■ Problem to work on
Please transcribe the lines from the line with "hat and mark each with a bounding box." to the line with "[9,108,590,387]", copying each one exactly.

Detection annotation records:
......

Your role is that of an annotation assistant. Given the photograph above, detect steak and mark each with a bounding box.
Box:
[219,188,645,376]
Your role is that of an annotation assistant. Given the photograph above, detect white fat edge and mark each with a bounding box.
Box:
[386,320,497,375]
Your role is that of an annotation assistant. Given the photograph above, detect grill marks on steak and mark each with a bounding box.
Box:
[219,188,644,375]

......

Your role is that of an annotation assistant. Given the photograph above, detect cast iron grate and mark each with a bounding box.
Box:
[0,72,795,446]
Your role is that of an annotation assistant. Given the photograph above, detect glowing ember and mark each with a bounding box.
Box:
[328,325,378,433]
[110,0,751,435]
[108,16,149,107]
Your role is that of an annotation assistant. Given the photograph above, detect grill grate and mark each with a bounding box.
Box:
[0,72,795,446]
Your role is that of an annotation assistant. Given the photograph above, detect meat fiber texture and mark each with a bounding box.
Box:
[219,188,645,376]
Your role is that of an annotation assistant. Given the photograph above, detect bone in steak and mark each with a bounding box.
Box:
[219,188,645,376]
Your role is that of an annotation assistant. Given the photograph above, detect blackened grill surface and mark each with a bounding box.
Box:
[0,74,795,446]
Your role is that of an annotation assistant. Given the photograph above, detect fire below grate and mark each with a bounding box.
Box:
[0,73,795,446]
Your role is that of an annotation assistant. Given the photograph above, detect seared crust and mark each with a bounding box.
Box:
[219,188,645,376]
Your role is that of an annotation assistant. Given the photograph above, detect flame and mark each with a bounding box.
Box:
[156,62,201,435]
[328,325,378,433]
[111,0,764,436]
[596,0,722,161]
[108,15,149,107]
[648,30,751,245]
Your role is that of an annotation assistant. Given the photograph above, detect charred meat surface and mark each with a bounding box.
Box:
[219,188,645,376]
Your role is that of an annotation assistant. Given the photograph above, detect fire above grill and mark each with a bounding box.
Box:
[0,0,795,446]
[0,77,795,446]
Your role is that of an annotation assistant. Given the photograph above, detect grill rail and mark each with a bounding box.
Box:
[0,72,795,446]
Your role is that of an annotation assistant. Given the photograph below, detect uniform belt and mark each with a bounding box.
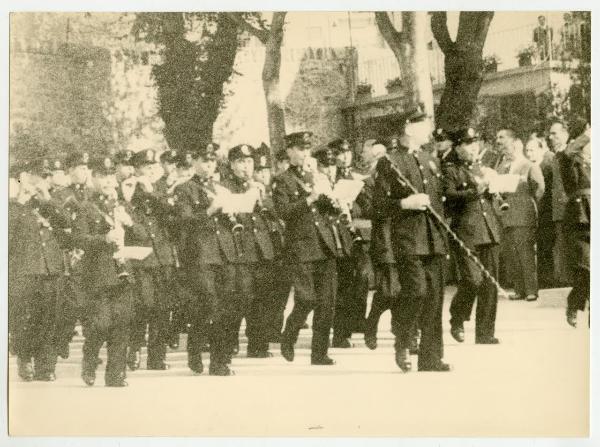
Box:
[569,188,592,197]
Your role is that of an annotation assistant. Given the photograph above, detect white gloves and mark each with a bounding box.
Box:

......

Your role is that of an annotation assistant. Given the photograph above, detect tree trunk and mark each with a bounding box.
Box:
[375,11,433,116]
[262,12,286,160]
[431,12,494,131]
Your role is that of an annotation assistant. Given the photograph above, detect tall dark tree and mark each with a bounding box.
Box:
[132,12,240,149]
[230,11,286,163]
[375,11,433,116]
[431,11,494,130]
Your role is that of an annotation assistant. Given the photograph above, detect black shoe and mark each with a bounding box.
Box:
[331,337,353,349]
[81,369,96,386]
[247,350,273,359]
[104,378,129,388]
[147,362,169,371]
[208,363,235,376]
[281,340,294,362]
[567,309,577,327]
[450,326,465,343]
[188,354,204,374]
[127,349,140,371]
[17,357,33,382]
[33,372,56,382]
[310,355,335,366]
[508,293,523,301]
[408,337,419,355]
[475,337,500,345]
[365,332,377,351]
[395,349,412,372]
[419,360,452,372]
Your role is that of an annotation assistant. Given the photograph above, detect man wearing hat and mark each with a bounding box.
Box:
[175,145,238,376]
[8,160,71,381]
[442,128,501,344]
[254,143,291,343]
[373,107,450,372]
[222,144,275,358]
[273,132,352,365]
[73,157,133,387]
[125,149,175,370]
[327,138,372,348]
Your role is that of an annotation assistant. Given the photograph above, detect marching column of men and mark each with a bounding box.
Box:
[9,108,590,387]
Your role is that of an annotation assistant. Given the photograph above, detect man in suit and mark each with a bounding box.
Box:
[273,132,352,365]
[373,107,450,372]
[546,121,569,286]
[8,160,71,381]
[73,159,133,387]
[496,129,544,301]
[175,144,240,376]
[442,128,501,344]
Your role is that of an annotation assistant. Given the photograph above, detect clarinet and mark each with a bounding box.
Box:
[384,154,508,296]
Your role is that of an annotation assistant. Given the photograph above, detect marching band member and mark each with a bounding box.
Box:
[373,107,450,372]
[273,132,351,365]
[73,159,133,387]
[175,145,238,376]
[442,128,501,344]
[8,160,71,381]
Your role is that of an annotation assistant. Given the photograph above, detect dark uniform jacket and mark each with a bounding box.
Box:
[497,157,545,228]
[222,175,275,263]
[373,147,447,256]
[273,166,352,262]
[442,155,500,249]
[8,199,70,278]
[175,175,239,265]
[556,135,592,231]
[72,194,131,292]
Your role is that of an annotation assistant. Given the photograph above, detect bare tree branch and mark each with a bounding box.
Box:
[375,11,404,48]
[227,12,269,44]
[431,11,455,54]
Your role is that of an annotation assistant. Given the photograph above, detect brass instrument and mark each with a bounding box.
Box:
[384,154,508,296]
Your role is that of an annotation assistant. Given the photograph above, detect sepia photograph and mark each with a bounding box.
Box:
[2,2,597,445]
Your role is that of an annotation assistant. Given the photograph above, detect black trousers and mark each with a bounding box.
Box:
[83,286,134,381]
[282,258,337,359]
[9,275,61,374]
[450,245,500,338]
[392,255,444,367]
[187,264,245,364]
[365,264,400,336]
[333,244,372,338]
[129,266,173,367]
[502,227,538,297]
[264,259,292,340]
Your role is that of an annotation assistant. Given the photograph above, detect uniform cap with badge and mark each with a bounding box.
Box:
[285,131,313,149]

......

■ Exercise answer
Your role is that of an annotation assistant. Given the photograph above, detect man wearing hat and mark each with a bounding box.
Box:
[175,145,238,376]
[8,160,71,381]
[442,128,501,344]
[254,143,291,343]
[373,107,450,372]
[222,144,275,358]
[273,132,352,365]
[73,157,133,387]
[125,149,175,370]
[327,138,372,348]
Your role is that of an annotation assistant. Given the photograph above, detect marching column of men and mark each with a bounding box.
Box:
[9,108,590,387]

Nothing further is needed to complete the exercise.